[Saved data entries]
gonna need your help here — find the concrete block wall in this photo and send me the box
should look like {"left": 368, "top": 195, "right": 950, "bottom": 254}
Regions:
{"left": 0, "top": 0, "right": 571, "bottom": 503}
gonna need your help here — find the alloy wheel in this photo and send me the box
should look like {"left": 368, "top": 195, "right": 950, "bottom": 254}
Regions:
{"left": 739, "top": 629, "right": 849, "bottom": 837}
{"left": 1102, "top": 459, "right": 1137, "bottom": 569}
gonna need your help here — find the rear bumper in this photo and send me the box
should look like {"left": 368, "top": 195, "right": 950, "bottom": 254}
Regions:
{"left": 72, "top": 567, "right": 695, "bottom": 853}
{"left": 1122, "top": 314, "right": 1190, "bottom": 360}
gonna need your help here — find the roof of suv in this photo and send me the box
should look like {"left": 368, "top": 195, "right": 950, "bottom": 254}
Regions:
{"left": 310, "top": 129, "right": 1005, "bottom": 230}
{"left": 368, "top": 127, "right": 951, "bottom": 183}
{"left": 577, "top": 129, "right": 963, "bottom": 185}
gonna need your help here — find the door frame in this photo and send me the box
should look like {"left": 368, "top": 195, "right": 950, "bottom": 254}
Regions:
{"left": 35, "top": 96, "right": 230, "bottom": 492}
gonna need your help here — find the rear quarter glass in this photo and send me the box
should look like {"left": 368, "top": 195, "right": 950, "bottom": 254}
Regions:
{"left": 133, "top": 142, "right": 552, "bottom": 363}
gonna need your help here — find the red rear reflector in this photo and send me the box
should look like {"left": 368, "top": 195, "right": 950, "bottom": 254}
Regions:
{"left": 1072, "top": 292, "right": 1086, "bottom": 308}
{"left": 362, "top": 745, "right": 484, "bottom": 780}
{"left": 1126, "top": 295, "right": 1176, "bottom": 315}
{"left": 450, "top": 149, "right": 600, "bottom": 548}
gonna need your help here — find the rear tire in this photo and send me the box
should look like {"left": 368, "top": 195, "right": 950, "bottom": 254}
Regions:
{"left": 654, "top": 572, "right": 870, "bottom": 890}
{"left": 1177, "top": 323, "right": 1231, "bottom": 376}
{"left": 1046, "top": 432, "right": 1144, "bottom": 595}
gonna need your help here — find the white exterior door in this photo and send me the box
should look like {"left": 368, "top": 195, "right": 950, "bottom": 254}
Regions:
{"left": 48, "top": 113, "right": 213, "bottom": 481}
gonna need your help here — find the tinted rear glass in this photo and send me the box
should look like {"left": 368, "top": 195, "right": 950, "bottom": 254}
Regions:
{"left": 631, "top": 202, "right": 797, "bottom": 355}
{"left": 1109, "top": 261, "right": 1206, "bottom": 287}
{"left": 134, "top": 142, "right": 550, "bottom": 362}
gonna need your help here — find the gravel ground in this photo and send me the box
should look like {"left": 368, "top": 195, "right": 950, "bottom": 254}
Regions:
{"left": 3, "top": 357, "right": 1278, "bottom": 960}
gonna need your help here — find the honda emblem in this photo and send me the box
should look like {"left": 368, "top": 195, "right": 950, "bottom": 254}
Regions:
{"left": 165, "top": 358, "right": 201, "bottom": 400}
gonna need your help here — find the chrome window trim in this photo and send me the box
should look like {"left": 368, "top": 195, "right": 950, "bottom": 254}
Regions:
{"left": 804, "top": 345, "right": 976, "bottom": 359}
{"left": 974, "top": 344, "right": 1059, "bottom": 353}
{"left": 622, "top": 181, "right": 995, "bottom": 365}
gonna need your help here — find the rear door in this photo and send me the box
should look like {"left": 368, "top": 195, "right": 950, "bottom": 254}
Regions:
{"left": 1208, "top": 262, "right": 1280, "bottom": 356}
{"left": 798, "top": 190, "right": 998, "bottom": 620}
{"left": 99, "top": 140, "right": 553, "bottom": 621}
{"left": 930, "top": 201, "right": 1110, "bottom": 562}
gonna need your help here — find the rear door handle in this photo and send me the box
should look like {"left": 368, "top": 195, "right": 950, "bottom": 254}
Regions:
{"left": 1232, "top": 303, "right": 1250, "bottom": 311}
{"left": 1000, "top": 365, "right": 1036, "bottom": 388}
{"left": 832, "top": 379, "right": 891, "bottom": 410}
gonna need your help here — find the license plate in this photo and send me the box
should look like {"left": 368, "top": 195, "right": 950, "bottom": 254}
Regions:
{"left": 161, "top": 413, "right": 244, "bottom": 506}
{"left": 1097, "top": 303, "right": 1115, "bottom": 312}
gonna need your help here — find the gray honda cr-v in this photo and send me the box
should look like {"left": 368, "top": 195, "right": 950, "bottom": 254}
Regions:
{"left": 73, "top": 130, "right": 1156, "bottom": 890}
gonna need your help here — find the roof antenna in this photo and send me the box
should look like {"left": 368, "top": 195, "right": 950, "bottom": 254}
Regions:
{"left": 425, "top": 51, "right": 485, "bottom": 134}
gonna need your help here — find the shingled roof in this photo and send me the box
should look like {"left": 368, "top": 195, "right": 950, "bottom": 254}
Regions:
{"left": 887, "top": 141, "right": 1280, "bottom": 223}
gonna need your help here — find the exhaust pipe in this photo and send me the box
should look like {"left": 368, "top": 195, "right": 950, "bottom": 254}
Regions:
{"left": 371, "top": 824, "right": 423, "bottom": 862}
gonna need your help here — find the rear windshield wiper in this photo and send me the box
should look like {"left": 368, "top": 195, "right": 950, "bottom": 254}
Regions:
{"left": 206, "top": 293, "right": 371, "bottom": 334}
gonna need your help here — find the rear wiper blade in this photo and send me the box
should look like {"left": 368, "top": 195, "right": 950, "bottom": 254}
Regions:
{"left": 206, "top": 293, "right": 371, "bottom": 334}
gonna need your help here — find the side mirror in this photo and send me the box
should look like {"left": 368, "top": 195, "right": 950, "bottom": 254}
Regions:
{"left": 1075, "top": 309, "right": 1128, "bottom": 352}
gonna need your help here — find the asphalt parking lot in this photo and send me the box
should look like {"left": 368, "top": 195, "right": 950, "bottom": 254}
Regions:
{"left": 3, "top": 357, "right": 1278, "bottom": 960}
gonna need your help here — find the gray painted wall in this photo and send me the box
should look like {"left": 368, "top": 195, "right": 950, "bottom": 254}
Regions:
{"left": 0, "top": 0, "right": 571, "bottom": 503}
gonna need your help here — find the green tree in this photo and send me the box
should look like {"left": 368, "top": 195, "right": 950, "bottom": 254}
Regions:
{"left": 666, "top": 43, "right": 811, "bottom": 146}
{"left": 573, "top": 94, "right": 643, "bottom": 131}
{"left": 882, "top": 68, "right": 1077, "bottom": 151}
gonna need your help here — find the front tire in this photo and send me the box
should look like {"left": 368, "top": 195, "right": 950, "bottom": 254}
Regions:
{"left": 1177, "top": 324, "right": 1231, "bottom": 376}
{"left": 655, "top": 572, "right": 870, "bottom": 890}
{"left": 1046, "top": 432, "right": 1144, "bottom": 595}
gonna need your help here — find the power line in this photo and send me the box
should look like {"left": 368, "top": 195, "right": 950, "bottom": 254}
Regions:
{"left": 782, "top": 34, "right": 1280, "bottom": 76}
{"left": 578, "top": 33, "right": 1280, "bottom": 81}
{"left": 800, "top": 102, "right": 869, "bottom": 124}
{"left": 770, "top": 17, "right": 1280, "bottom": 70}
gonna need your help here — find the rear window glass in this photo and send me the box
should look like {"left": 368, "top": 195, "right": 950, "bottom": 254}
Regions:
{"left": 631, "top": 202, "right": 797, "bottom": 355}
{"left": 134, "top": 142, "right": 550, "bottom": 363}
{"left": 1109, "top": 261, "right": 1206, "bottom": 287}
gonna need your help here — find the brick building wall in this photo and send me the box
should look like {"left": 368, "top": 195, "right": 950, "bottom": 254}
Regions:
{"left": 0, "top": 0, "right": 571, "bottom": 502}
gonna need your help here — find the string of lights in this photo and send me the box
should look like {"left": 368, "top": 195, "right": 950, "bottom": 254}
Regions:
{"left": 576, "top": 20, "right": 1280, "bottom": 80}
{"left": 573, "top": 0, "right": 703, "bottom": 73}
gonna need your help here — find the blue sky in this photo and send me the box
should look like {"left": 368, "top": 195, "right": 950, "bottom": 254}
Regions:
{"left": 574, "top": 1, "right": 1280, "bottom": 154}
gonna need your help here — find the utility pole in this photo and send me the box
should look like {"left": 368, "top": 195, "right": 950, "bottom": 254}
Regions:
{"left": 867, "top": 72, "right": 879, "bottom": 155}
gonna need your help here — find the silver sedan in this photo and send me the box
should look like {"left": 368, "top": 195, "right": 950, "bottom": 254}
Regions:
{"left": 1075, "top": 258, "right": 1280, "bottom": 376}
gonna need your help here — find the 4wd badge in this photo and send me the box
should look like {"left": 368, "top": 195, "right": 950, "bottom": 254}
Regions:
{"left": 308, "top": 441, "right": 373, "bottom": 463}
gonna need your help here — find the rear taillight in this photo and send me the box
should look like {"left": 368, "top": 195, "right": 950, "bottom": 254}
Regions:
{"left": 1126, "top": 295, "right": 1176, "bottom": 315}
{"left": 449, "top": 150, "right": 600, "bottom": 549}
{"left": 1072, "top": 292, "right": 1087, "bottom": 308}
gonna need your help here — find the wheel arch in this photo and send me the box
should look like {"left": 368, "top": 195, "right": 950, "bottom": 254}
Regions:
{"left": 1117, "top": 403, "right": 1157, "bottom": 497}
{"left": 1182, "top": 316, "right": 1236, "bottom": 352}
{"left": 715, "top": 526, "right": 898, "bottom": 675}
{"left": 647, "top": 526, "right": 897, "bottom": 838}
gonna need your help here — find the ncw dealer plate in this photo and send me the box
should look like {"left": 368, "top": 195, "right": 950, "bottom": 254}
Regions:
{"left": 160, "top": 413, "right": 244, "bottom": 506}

■ TRY IT ■
What is the number of lines in the data that include "honda"? Respond with that number and no other text.

■ TASK ANSWER ■
2